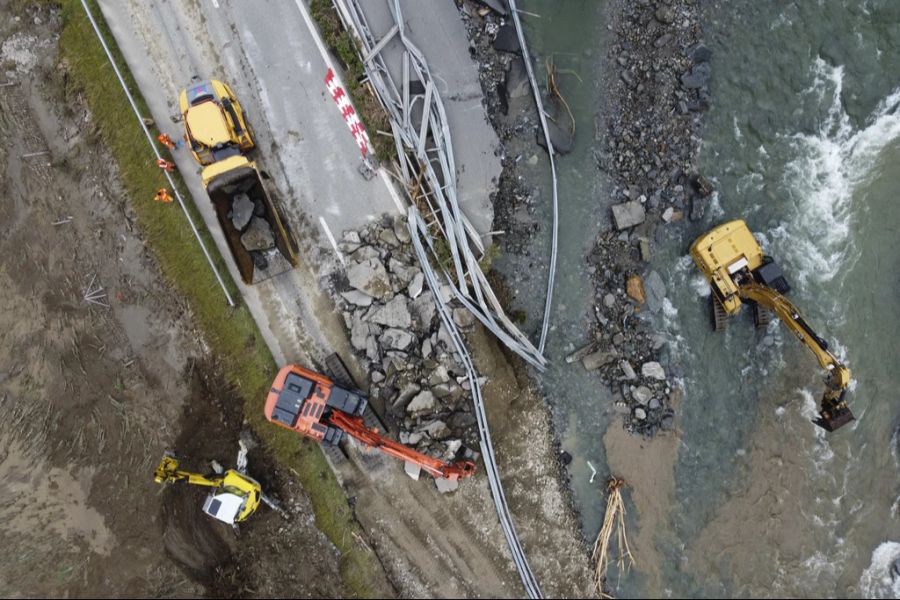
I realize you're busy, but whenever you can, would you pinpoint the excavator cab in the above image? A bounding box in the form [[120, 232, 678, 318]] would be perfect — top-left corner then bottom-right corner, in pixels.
[[690, 220, 854, 431], [154, 454, 262, 525]]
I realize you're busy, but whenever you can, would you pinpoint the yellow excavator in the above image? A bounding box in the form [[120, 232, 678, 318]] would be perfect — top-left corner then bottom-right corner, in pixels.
[[154, 454, 260, 525], [691, 220, 854, 431]]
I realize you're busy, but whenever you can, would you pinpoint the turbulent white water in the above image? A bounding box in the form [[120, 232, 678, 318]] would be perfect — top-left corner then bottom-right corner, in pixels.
[[770, 57, 900, 285], [859, 542, 900, 598]]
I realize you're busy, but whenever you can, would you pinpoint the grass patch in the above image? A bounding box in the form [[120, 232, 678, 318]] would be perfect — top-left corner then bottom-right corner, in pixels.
[[309, 0, 397, 161], [55, 0, 391, 597]]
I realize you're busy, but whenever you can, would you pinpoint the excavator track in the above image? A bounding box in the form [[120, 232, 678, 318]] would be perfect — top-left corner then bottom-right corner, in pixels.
[[753, 304, 775, 330], [325, 352, 359, 390], [709, 294, 728, 331]]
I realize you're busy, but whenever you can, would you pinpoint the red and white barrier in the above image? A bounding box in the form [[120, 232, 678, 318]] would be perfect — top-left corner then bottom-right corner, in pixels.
[[325, 68, 370, 158]]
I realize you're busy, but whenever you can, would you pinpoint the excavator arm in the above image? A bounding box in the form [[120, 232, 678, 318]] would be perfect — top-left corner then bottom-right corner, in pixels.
[[738, 282, 854, 431], [153, 454, 224, 487], [327, 410, 475, 480]]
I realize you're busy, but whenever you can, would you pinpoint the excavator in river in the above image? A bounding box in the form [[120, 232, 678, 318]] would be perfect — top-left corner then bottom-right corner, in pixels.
[[690, 220, 854, 431], [265, 355, 475, 491]]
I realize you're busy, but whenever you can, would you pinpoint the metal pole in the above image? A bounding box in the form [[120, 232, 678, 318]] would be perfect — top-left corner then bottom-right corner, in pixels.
[[81, 0, 234, 307]]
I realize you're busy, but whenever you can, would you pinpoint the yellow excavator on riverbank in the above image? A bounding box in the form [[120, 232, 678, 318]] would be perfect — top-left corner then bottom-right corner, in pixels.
[[691, 220, 854, 431]]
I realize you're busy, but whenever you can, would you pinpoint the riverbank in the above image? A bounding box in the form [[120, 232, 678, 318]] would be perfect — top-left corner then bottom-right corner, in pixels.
[[464, 2, 710, 593]]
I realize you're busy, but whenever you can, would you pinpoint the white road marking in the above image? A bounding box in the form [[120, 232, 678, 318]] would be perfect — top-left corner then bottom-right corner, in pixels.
[[378, 169, 406, 215], [294, 0, 344, 75], [319, 217, 347, 268]]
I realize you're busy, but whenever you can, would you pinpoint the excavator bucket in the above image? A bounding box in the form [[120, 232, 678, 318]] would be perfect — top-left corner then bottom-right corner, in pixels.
[[813, 408, 856, 431]]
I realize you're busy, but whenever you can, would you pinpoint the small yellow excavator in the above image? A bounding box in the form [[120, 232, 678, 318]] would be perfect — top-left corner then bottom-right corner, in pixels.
[[154, 454, 265, 525], [691, 220, 854, 431]]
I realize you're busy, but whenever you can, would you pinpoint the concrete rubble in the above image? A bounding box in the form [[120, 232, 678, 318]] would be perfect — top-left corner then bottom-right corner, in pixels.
[[333, 216, 478, 460]]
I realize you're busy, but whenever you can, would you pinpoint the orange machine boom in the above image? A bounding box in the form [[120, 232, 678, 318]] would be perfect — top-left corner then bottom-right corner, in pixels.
[[265, 365, 475, 480]]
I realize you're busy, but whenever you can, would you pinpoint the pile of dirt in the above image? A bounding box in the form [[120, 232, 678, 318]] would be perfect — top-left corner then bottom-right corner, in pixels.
[[0, 3, 345, 597]]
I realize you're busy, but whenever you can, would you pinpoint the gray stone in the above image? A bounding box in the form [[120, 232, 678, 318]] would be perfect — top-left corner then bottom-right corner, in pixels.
[[409, 291, 437, 332], [342, 229, 362, 246], [638, 238, 650, 262], [644, 271, 666, 313], [347, 258, 391, 298], [366, 335, 381, 362], [654, 4, 675, 25], [406, 390, 438, 418], [420, 422, 450, 440], [341, 290, 372, 306], [350, 316, 370, 350], [653, 33, 672, 48], [431, 381, 463, 400], [453, 308, 475, 330], [369, 295, 412, 329], [394, 217, 412, 244], [428, 365, 450, 387], [681, 63, 709, 90], [631, 385, 653, 406], [378, 329, 416, 350], [350, 246, 381, 262], [406, 271, 425, 300], [641, 361, 666, 381], [449, 412, 477, 429], [378, 229, 400, 248], [392, 381, 422, 411], [241, 217, 275, 250], [388, 258, 417, 286], [444, 440, 462, 460], [613, 200, 647, 231], [663, 206, 675, 223], [581, 350, 616, 371], [231, 193, 253, 231]]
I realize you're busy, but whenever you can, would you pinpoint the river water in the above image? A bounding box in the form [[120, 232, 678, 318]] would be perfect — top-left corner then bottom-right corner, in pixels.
[[510, 0, 900, 597]]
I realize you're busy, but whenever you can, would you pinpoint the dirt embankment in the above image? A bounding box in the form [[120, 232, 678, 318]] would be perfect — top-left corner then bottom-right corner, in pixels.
[[0, 3, 344, 597]]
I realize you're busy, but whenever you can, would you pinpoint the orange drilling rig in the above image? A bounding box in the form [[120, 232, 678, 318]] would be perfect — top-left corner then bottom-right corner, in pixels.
[[265, 355, 475, 482]]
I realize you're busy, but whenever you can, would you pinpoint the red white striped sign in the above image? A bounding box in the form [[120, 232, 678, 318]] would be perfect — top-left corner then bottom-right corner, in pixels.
[[325, 68, 369, 158]]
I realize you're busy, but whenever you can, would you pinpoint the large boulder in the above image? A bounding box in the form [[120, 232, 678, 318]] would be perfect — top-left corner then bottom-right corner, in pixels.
[[347, 257, 391, 298], [369, 295, 412, 329], [641, 360, 666, 381], [241, 217, 275, 250], [406, 390, 437, 417], [644, 271, 666, 313], [581, 350, 616, 371], [231, 193, 253, 231], [378, 328, 416, 350], [419, 421, 450, 440], [613, 200, 647, 231]]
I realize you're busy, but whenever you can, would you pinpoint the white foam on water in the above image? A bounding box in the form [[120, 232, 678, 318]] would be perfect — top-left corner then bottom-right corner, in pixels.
[[771, 58, 900, 285], [859, 542, 900, 598]]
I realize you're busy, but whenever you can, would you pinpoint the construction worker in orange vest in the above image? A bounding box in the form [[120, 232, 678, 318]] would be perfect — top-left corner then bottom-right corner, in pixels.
[[156, 158, 175, 172], [153, 188, 174, 204], [156, 133, 181, 150]]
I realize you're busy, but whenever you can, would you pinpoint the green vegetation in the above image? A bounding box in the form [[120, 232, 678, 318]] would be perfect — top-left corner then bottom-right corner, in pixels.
[[56, 0, 390, 597], [309, 0, 397, 161]]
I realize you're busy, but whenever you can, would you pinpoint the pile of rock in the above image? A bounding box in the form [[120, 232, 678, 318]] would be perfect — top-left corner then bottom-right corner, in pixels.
[[228, 192, 275, 260], [336, 217, 478, 460]]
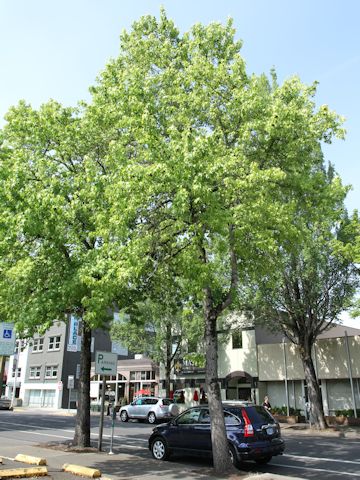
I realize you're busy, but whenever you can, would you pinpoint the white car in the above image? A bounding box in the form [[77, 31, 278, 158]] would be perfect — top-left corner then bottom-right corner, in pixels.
[[119, 397, 178, 424]]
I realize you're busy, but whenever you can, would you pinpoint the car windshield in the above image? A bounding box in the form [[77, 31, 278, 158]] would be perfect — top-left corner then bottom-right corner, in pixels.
[[246, 405, 274, 423]]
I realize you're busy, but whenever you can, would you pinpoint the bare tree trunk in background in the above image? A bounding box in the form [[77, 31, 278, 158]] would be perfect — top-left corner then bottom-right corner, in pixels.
[[204, 289, 234, 474], [74, 322, 91, 447], [300, 345, 327, 430]]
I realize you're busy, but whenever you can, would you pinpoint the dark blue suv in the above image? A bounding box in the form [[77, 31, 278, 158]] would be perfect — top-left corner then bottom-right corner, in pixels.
[[149, 402, 285, 466]]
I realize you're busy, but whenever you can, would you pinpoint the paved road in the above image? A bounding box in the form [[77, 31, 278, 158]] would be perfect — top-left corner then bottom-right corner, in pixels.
[[0, 410, 360, 480]]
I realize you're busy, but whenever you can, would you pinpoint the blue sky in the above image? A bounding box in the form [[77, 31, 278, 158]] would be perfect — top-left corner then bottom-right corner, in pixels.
[[0, 0, 360, 326]]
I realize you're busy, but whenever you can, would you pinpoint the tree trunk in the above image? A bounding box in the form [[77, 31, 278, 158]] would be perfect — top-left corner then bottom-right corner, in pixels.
[[300, 346, 327, 430], [165, 325, 172, 398], [204, 291, 233, 475], [74, 322, 91, 448]]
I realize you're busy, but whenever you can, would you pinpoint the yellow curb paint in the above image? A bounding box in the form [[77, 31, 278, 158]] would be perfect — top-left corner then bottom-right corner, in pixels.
[[14, 453, 46, 465], [0, 467, 48, 478], [62, 463, 101, 478]]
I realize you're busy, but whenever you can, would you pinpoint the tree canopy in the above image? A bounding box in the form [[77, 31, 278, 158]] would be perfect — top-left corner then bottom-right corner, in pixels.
[[1, 11, 356, 472]]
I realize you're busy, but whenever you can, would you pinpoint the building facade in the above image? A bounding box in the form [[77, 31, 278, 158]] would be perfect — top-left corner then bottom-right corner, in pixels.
[[161, 326, 360, 415]]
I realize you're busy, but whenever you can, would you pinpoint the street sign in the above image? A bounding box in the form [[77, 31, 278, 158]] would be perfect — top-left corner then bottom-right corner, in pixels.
[[0, 323, 15, 356], [95, 352, 117, 375], [68, 375, 75, 390]]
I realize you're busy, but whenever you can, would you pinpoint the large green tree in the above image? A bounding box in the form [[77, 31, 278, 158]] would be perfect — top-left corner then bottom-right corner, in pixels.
[[255, 207, 359, 429], [88, 12, 342, 472]]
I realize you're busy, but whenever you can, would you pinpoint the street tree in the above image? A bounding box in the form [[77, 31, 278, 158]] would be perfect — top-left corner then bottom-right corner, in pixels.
[[254, 202, 359, 429], [111, 286, 204, 397], [89, 11, 343, 473], [0, 101, 111, 447]]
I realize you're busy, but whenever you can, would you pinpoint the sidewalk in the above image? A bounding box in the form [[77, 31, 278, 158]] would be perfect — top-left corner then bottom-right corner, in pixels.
[[0, 445, 304, 480], [0, 408, 360, 480], [280, 423, 360, 439]]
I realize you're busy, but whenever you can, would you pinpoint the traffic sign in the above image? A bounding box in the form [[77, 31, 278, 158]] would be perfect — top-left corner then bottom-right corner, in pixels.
[[95, 352, 117, 375], [68, 375, 75, 390], [0, 323, 15, 356]]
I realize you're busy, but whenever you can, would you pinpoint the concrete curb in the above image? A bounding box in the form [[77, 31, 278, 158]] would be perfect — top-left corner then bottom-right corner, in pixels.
[[0, 467, 48, 478], [14, 453, 47, 465], [62, 463, 101, 478]]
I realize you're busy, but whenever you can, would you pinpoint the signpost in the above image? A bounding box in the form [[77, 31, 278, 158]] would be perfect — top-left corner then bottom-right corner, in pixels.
[[0, 323, 15, 357], [68, 375, 75, 412], [95, 352, 117, 455]]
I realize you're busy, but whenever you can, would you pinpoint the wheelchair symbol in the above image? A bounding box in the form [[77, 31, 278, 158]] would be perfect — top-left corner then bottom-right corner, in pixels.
[[3, 329, 12, 338]]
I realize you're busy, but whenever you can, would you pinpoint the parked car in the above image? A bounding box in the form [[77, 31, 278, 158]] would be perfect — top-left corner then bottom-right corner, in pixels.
[[0, 397, 11, 410], [149, 402, 285, 466], [119, 397, 179, 423]]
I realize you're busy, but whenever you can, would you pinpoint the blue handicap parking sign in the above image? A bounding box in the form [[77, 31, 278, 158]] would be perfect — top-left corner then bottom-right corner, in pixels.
[[3, 329, 12, 338]]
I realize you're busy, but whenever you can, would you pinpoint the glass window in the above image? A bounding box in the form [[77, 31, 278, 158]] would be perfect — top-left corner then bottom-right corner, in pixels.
[[45, 365, 58, 378], [29, 367, 41, 378], [48, 335, 60, 350], [199, 409, 210, 425], [224, 412, 241, 425], [177, 408, 201, 425], [33, 338, 44, 352], [232, 330, 242, 349]]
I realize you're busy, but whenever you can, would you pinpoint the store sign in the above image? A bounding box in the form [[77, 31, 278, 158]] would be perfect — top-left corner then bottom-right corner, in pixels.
------------------------------------------------------------------------
_Short task:_ From the records, extract the lines from the one containing "the excavator in" through the one containing "[[81, 0, 234, 307]]", including both of those lines, and reproduce them without any changes.

_Completed exercise:_
I realize you're busy, but whenever you can, would you pinpoint the excavator in river in the above image? A bounding box in the form [[120, 232, 678, 318]] would be perfect — top-left corner then bottom-right corner, in pixels.
[[690, 220, 854, 431], [265, 355, 475, 491]]
I realize you're busy, but whenever you can, would you pinpoint the metal pole in the above image? A bounding box in the form [[120, 232, 678, 318]] would be perfect — top-left corner then bottom-right corner, in pixels.
[[81, 0, 234, 307]]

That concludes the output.